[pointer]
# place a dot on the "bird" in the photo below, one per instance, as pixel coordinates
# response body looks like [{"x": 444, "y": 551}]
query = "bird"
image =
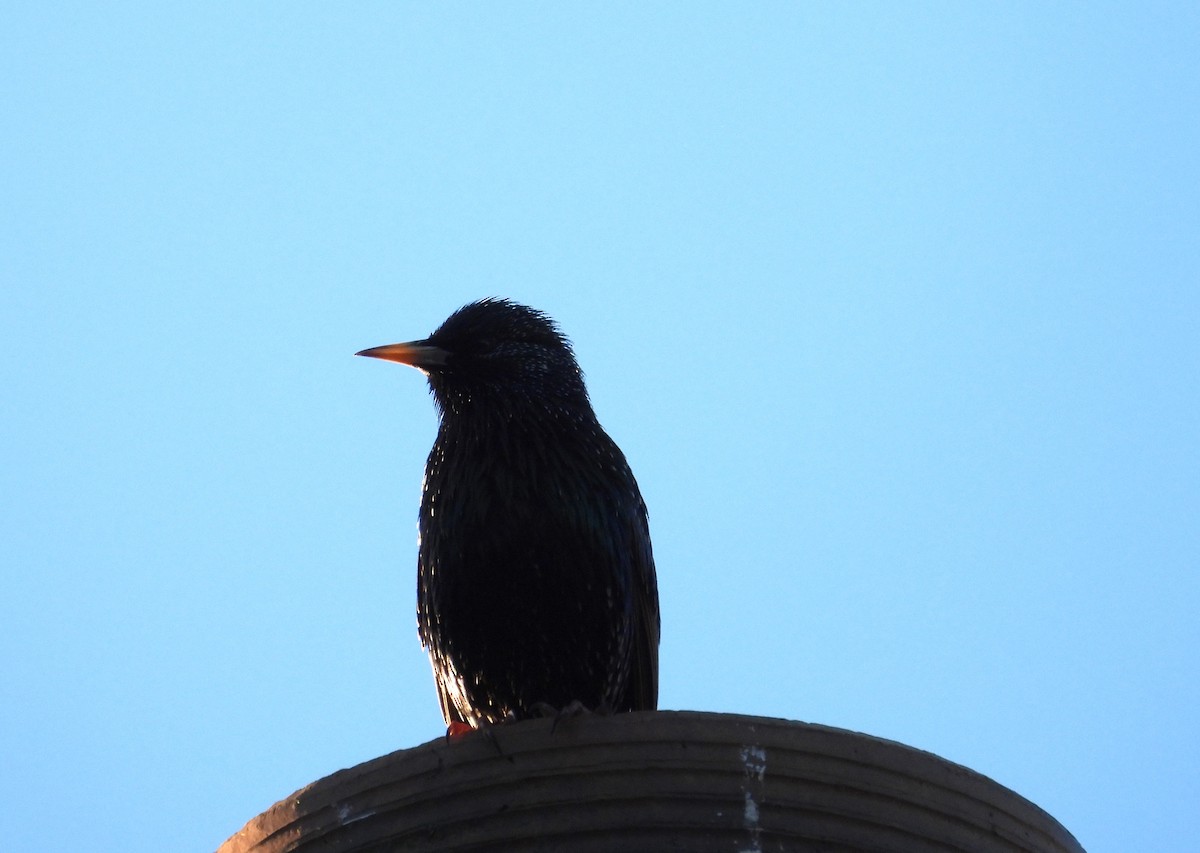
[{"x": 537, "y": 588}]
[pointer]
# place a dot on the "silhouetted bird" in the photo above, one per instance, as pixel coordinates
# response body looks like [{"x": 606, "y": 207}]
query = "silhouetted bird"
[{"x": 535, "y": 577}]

* * *

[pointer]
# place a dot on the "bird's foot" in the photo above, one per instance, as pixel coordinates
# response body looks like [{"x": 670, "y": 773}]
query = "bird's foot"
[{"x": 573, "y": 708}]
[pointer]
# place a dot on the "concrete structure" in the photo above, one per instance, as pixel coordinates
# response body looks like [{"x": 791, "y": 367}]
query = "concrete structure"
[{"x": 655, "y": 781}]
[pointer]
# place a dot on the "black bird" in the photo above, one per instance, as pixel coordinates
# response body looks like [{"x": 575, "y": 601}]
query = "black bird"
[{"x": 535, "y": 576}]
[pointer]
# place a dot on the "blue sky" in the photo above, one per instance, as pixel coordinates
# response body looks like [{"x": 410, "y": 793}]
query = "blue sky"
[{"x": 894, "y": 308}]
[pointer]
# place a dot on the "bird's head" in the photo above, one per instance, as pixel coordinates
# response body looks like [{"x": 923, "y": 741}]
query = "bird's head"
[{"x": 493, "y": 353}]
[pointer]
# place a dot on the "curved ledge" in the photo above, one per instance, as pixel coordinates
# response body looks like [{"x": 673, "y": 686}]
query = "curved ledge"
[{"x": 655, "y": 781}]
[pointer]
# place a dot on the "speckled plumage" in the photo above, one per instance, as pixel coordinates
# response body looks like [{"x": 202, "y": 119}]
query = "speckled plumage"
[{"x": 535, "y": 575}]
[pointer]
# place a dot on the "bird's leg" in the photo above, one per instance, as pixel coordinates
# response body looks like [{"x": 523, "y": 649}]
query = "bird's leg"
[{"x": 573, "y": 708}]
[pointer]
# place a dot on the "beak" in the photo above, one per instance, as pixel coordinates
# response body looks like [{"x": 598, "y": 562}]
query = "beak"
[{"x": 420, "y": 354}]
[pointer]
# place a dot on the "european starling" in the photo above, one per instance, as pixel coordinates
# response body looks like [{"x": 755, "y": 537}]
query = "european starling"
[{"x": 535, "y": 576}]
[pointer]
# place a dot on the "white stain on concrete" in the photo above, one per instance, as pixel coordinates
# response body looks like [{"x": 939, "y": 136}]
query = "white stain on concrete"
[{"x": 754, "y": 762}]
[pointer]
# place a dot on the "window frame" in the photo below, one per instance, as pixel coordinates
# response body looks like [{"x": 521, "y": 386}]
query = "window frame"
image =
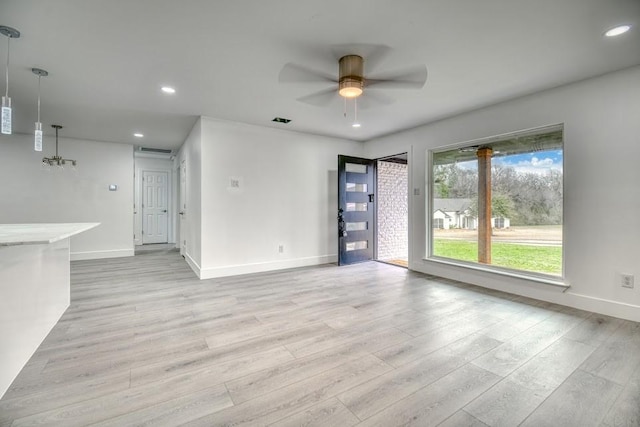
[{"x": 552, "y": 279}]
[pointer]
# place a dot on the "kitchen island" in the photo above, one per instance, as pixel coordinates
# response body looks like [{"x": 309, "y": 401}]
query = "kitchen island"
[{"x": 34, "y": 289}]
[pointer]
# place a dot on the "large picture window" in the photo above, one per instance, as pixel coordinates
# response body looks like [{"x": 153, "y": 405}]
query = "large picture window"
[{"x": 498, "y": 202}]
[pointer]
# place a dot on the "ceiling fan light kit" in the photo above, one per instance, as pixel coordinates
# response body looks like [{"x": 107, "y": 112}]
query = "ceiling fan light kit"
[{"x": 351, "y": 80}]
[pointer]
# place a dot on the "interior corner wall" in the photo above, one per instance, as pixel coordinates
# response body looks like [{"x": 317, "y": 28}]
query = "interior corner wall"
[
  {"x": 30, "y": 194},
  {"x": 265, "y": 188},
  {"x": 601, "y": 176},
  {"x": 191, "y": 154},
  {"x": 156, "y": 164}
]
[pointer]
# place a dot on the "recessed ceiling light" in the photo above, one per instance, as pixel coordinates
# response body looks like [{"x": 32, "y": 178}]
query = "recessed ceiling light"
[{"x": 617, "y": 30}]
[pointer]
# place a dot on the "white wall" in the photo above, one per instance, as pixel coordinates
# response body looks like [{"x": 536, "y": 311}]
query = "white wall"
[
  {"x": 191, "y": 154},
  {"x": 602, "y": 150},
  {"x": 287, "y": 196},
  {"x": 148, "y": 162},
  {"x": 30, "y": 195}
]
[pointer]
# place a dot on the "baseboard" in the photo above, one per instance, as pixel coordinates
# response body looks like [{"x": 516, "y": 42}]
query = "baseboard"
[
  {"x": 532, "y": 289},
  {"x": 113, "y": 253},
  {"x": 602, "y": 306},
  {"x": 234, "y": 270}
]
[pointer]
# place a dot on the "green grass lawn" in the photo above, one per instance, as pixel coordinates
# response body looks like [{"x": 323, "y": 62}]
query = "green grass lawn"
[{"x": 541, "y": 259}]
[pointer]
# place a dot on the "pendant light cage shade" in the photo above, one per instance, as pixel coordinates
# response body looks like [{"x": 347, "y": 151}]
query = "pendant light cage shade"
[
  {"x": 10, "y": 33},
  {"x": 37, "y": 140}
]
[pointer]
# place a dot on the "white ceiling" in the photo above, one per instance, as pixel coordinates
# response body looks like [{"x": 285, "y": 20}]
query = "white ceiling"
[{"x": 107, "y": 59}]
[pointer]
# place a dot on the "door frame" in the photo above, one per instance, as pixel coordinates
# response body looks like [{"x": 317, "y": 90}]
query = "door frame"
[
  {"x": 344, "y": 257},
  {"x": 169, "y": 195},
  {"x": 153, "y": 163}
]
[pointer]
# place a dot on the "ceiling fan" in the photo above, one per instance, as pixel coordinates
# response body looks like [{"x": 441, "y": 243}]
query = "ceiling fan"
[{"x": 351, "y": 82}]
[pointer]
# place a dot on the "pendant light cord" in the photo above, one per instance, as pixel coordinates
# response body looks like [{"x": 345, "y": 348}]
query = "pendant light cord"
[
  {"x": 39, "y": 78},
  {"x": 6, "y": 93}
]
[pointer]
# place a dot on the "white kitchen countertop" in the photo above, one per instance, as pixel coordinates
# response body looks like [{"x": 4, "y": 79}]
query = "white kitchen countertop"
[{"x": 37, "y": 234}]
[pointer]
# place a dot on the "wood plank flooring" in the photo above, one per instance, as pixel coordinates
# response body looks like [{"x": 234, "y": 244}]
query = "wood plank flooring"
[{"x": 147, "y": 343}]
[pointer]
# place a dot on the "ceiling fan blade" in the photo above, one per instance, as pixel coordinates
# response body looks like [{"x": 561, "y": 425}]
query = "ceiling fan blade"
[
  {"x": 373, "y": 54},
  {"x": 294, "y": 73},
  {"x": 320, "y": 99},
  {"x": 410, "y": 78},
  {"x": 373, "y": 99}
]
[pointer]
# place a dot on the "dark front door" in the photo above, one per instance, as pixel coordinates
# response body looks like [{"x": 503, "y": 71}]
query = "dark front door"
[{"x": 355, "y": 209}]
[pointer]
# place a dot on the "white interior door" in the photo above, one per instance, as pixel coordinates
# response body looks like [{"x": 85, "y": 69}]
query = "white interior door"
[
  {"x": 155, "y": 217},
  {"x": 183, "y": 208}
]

==

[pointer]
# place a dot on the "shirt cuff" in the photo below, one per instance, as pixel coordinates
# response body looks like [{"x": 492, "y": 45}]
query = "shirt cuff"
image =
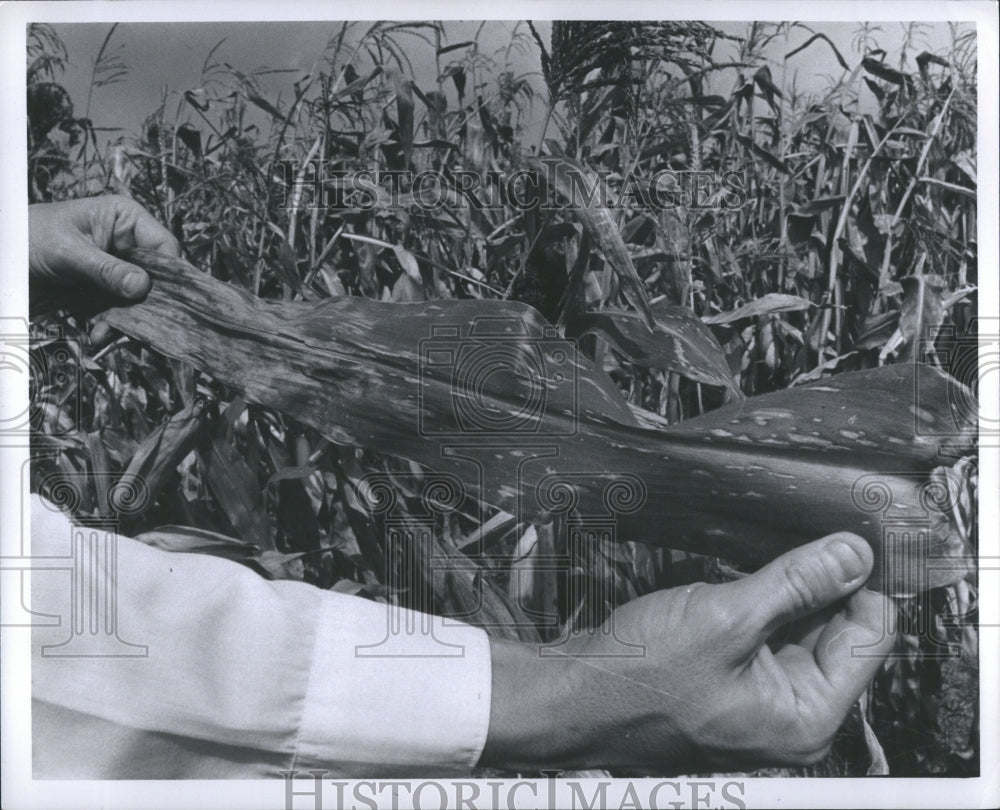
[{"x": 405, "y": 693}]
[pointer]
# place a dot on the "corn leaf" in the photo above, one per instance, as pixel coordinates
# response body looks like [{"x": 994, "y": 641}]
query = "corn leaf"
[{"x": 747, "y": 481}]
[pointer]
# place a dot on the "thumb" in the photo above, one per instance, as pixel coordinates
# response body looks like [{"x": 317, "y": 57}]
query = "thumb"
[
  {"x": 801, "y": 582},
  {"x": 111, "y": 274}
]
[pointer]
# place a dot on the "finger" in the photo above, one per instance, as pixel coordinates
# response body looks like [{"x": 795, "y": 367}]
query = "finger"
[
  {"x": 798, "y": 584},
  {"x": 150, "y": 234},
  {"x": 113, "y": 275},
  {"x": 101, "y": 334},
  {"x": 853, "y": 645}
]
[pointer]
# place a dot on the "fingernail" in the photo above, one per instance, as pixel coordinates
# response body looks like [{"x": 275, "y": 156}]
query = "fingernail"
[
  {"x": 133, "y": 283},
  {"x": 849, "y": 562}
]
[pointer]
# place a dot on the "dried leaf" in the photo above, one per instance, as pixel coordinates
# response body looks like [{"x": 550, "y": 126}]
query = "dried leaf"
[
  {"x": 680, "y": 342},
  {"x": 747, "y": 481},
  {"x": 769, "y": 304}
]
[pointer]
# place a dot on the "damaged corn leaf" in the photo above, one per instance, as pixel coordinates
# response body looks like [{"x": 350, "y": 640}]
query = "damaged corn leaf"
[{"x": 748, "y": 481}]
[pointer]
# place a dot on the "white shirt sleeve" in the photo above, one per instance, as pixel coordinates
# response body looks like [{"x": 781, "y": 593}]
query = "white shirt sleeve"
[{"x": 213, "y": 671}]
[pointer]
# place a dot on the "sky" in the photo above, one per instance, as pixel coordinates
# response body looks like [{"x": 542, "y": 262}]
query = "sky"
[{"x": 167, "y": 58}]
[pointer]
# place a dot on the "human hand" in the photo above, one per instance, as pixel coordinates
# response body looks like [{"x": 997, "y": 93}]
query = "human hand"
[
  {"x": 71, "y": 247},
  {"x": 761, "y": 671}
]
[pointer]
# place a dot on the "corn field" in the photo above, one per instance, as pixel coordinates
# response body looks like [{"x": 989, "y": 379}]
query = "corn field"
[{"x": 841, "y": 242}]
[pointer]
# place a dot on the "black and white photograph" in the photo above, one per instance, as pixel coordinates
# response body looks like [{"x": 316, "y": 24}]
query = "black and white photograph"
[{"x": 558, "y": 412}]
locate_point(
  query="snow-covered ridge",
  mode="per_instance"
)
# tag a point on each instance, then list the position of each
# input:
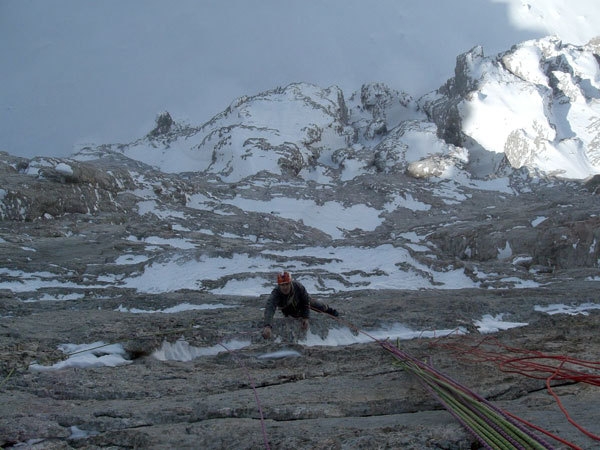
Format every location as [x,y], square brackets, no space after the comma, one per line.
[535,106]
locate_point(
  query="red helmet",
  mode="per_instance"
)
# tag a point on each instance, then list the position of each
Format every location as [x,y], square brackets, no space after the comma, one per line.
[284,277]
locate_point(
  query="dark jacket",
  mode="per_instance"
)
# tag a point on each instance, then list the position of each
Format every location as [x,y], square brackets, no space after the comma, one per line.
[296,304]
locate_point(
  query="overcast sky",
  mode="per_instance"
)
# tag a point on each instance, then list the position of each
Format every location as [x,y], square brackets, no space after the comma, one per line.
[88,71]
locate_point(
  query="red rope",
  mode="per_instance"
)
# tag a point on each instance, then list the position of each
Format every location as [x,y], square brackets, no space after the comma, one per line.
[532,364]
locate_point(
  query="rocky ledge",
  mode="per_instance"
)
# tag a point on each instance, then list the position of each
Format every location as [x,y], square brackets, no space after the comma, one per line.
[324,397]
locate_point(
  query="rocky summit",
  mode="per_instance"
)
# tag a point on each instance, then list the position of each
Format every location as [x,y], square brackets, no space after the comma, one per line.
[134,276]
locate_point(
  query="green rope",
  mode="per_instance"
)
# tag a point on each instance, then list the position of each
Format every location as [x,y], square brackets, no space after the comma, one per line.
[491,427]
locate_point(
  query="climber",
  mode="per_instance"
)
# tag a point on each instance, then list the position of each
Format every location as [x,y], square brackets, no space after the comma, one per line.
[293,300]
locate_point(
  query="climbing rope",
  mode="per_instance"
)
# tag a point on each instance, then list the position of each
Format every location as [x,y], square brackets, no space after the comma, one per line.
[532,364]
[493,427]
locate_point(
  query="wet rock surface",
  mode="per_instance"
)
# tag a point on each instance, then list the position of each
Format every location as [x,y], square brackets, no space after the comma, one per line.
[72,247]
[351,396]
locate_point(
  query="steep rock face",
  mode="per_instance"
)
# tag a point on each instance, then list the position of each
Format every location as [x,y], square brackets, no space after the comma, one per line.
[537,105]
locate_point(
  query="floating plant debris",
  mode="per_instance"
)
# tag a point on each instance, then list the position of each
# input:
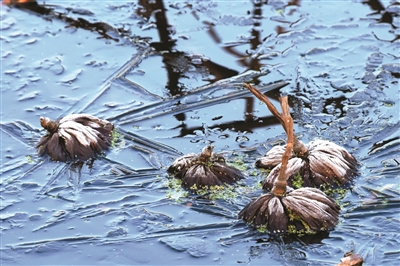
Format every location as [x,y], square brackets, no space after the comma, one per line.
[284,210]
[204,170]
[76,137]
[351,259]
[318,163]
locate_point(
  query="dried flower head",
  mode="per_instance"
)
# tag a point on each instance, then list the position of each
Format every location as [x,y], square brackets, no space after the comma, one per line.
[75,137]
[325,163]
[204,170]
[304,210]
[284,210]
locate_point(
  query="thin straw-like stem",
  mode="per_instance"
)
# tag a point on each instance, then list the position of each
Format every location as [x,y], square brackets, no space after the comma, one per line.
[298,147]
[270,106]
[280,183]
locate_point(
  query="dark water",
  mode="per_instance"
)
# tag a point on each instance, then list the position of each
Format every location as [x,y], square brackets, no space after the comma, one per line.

= Brief =
Calculate how many lines of the material include the string "cuff", and state that number by itself.

= Output =
2